**YOUR INSTRUCTIONS**: Word for word, transcribe the data below from the line with "Target: blue ballpoint pen" to the line with "Can you find the spectator in white", keeping both of those lines.

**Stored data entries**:
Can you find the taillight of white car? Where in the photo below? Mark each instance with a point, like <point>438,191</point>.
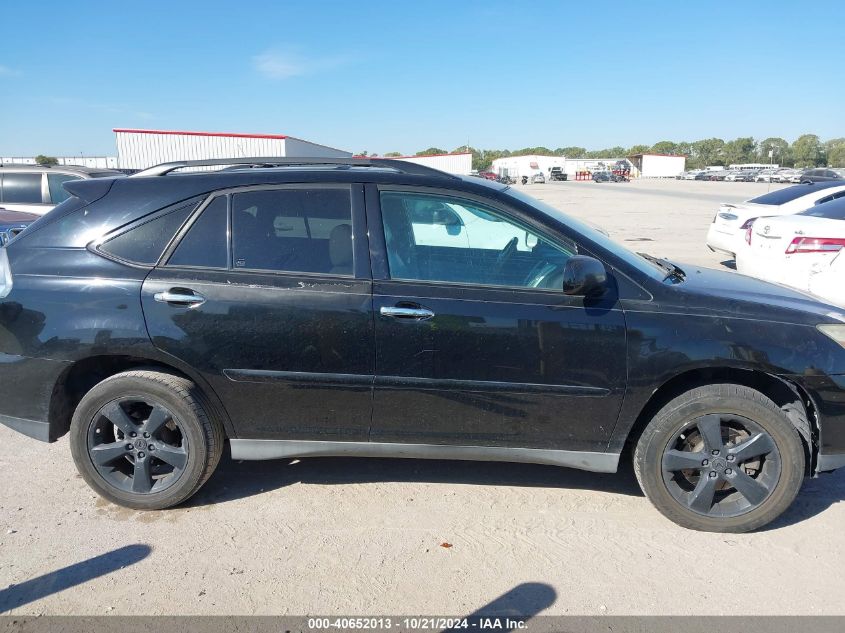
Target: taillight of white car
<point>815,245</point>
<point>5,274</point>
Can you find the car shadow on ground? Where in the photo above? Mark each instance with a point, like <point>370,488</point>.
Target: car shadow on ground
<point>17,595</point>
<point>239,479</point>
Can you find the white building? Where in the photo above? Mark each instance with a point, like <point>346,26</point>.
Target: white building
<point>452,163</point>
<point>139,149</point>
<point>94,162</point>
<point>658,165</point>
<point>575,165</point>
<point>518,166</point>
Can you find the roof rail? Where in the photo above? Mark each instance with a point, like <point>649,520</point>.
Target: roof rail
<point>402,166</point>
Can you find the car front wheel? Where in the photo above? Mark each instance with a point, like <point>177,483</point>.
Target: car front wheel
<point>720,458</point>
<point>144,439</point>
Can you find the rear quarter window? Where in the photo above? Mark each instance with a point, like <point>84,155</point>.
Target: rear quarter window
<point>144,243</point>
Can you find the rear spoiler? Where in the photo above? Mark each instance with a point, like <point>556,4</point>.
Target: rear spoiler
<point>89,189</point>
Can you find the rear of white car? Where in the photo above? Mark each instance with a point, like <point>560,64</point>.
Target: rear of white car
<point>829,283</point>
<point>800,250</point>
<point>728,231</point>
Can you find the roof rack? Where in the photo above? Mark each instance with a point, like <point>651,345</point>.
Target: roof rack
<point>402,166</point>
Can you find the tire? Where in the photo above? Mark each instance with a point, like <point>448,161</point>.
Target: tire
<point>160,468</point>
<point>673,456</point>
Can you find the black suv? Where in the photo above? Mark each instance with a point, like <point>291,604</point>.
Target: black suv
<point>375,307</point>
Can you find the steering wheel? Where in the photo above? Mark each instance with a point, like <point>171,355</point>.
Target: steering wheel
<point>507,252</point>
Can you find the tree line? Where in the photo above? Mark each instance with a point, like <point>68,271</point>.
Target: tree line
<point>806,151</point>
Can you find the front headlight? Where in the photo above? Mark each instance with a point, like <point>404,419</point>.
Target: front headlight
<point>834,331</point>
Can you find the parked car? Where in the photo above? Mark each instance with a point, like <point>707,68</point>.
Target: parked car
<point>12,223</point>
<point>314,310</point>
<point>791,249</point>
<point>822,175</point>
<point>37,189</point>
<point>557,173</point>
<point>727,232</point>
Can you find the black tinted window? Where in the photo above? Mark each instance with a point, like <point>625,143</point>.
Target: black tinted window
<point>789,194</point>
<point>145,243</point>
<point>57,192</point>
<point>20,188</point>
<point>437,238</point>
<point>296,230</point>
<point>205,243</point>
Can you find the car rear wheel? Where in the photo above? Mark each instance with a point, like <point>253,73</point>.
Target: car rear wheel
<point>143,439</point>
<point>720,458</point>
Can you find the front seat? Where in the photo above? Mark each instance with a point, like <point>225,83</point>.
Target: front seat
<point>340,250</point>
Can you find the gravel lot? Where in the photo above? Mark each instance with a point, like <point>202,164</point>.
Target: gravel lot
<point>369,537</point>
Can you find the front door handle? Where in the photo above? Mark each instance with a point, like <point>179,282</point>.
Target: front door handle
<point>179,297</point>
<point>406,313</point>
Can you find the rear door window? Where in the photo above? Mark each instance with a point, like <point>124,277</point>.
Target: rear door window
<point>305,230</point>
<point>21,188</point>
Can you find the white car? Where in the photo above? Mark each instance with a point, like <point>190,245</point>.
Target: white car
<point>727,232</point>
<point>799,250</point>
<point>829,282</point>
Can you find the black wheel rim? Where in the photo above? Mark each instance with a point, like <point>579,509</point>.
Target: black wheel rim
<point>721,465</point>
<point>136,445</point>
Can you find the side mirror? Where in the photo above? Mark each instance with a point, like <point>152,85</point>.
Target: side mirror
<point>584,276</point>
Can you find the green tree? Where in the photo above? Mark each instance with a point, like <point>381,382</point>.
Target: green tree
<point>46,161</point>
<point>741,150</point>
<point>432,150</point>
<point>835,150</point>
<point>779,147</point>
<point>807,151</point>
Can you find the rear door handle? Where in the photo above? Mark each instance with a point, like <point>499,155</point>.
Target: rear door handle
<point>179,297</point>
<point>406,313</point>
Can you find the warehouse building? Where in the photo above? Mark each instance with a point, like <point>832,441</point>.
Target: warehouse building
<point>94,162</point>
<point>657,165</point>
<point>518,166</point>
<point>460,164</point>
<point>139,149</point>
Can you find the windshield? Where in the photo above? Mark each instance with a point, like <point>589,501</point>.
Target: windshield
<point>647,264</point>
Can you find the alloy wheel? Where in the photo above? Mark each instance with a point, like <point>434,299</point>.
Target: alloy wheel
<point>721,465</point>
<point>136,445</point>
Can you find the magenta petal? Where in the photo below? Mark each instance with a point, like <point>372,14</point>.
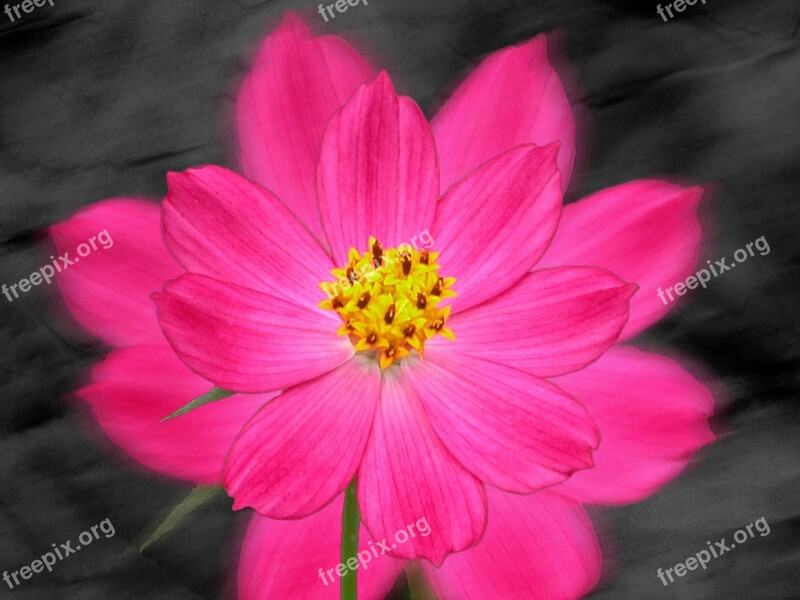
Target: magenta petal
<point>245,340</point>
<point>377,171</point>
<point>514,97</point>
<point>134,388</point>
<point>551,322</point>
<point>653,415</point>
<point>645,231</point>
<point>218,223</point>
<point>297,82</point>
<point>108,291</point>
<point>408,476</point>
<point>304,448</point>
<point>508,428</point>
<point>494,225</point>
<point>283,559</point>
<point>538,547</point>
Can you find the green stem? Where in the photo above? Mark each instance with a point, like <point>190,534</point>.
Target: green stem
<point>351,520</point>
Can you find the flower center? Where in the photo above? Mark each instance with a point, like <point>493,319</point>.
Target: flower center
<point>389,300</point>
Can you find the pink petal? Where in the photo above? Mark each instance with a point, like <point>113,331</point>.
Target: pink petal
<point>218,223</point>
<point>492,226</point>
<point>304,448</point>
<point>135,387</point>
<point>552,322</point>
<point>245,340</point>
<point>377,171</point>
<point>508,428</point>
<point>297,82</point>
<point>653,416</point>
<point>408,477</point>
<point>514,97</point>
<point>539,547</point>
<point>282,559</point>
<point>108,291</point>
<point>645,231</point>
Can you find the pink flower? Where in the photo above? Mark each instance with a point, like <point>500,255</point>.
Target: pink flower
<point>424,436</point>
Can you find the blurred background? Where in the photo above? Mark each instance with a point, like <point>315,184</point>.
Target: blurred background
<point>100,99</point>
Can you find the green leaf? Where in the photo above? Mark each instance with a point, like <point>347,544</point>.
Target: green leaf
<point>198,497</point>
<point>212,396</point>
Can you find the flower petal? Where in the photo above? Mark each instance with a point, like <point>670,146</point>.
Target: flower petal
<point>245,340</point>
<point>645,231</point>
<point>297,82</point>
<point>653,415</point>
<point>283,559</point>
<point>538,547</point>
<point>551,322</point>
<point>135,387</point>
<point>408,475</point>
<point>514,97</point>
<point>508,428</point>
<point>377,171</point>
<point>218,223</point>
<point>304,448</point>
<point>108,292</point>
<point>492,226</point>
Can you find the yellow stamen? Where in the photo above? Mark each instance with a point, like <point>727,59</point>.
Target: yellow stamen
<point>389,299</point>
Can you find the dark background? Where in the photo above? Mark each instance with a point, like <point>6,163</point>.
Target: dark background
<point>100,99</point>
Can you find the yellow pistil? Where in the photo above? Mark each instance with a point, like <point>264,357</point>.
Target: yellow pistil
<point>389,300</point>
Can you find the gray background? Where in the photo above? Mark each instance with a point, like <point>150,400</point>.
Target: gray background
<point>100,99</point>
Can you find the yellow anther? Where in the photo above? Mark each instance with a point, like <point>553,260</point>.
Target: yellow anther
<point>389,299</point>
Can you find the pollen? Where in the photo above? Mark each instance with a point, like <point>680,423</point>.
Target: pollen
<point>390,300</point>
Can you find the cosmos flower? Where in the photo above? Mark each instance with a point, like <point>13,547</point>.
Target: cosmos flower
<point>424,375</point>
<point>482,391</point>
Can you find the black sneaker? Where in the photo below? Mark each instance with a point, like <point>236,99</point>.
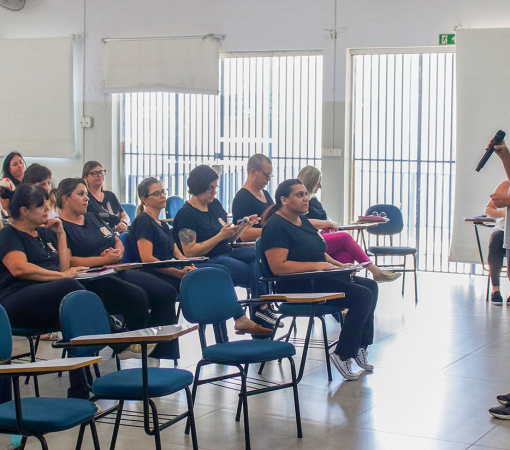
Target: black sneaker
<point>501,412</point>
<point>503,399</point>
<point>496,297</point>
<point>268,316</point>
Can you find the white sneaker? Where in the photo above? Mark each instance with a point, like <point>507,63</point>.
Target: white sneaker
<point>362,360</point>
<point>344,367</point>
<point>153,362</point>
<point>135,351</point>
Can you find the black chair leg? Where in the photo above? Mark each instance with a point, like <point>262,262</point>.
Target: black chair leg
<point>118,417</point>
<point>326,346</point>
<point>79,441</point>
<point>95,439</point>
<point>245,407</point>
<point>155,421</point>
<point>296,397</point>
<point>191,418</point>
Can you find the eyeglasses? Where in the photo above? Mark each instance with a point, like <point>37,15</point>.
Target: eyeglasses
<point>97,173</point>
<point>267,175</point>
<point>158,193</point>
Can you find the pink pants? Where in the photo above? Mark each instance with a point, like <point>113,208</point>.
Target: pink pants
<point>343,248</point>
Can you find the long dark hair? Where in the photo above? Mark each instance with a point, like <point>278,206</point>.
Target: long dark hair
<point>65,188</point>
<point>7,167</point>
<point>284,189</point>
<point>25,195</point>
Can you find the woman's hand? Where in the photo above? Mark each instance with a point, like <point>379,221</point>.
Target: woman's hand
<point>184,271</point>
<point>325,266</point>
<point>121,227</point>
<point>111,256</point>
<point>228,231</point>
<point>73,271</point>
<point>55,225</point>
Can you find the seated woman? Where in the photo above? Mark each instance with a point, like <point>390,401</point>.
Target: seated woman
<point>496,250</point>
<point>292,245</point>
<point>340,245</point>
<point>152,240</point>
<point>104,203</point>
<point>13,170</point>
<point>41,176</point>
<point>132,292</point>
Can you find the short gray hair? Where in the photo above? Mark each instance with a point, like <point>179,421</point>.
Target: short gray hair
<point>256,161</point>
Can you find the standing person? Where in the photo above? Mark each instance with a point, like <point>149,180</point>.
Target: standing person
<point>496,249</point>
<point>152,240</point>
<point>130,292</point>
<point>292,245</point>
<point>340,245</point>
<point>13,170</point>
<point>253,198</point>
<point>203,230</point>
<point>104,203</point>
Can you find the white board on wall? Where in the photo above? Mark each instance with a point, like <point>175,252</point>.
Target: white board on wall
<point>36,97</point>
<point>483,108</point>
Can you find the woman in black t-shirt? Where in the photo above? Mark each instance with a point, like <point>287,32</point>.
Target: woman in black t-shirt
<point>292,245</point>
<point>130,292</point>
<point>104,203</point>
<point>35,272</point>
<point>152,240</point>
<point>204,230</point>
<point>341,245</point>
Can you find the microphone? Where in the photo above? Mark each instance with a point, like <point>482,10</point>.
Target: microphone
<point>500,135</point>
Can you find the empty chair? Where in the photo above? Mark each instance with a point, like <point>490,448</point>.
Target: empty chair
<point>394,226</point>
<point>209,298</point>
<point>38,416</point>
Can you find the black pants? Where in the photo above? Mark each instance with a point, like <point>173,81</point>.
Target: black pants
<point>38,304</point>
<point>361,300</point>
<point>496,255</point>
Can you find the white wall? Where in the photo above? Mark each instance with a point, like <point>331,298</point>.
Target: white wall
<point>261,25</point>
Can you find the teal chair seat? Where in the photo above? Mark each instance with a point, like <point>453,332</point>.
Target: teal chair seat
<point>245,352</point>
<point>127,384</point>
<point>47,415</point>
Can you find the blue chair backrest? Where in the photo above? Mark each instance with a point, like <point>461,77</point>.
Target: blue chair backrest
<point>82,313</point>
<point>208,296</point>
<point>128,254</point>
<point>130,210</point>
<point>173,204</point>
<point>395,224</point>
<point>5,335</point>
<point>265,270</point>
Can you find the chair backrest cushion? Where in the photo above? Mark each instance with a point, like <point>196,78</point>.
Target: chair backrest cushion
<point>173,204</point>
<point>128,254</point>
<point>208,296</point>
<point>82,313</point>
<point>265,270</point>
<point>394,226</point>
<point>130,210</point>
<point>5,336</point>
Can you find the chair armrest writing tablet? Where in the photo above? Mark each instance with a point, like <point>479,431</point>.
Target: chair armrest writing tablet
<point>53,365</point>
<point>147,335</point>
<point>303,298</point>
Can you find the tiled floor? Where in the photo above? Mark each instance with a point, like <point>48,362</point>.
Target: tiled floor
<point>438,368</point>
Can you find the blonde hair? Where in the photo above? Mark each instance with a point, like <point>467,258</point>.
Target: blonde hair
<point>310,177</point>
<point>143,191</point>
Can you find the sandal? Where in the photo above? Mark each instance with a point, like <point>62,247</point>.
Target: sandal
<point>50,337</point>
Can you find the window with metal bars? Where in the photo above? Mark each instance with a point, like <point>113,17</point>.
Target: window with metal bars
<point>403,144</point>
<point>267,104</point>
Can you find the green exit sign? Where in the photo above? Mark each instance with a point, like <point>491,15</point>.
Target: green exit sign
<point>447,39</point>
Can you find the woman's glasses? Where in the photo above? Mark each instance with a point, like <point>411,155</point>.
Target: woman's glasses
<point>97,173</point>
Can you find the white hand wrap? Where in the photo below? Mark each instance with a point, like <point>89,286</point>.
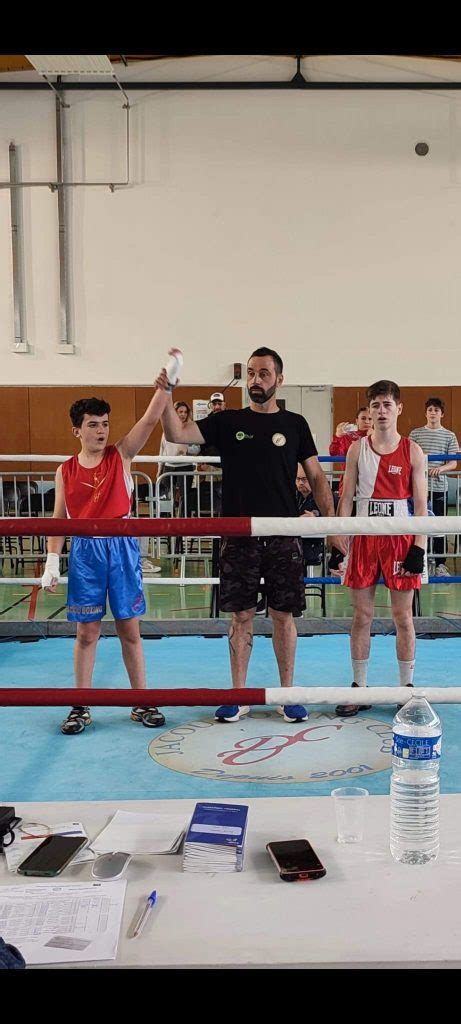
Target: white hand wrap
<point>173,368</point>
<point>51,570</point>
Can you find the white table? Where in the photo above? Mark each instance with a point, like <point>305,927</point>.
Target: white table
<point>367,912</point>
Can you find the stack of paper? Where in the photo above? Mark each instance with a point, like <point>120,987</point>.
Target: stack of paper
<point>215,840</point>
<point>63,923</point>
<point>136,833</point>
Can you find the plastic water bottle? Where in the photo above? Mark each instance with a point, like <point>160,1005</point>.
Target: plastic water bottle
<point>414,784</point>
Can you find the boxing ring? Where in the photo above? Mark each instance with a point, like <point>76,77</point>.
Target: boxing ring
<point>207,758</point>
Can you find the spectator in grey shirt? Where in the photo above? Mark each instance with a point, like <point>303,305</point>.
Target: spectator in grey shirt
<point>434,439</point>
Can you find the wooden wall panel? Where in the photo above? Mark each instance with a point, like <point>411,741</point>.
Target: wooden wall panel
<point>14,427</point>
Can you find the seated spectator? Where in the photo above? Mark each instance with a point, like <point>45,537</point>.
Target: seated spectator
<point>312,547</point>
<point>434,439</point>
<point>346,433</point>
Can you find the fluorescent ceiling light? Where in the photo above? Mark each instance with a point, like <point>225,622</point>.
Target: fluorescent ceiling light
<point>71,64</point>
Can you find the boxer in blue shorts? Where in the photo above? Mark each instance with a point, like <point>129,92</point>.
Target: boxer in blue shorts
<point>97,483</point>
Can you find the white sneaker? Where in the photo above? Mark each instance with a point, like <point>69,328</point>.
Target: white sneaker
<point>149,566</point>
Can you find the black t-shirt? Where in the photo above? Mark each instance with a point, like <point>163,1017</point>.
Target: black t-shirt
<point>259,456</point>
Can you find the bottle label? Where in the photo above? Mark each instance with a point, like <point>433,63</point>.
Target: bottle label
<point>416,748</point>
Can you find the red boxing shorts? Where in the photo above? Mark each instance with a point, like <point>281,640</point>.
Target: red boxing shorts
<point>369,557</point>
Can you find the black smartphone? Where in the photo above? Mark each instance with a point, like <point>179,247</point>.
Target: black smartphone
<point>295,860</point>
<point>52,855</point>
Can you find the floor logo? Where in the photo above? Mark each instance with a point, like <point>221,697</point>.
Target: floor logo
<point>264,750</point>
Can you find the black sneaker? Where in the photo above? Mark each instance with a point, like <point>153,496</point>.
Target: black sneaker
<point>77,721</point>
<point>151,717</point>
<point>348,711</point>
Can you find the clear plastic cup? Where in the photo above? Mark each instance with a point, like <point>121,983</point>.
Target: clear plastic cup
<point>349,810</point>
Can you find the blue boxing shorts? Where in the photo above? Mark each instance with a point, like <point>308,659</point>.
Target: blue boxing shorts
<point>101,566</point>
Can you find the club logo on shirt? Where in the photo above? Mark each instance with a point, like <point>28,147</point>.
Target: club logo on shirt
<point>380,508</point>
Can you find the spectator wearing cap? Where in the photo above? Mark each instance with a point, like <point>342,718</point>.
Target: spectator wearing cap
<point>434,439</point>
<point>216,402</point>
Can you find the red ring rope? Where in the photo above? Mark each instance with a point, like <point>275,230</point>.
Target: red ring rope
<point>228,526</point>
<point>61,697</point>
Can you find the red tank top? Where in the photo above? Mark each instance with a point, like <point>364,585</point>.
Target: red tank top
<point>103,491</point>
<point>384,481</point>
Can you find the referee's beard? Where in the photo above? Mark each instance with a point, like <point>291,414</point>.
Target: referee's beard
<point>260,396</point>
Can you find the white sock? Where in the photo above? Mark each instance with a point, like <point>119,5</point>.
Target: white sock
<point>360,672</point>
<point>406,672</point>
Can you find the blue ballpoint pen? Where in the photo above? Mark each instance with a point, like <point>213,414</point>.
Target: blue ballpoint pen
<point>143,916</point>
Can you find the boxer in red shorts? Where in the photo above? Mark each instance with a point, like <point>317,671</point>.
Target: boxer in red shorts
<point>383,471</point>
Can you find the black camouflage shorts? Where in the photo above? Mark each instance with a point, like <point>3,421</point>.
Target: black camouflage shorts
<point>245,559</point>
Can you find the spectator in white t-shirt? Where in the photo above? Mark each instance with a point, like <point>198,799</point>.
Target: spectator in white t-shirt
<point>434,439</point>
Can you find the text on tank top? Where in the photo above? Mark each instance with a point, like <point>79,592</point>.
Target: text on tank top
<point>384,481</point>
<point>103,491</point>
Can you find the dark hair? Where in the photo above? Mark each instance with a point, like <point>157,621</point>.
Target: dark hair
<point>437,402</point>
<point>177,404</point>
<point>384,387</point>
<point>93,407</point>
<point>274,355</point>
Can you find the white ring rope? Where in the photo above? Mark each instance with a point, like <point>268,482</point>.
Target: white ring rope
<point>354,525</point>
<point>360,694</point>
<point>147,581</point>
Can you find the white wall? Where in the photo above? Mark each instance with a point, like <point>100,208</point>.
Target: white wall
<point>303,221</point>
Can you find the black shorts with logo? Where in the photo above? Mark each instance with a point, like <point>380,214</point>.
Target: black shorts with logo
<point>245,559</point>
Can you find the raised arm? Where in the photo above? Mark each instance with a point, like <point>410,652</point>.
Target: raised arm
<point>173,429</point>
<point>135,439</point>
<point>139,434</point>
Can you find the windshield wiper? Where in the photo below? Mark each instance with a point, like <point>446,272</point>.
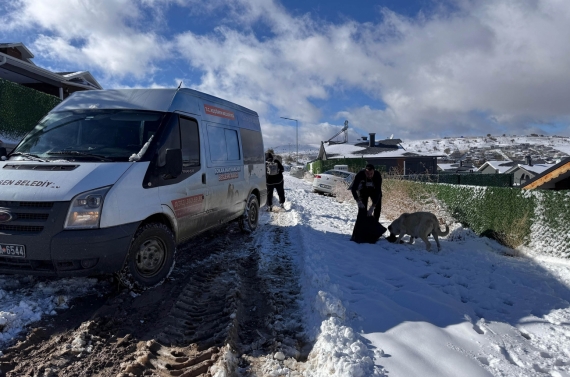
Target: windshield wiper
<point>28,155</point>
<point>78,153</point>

**ANSWER BOX**:
Target: blue ballpoint pen
<point>143,916</point>
Can you find the boxer in red shorts? Where in the photo above? Mark each instance with a point, like <point>317,671</point>.
Target: boxer in red shorts
<point>383,471</point>
Can you find the black camouflage shorts? Where in the photo above? Mark each instance with a point, like <point>3,421</point>.
Target: black camouflage shorts
<point>245,559</point>
Can you find the spectator in white t-shirt? Where in the photo above? Mark each instance with a point, like <point>198,799</point>.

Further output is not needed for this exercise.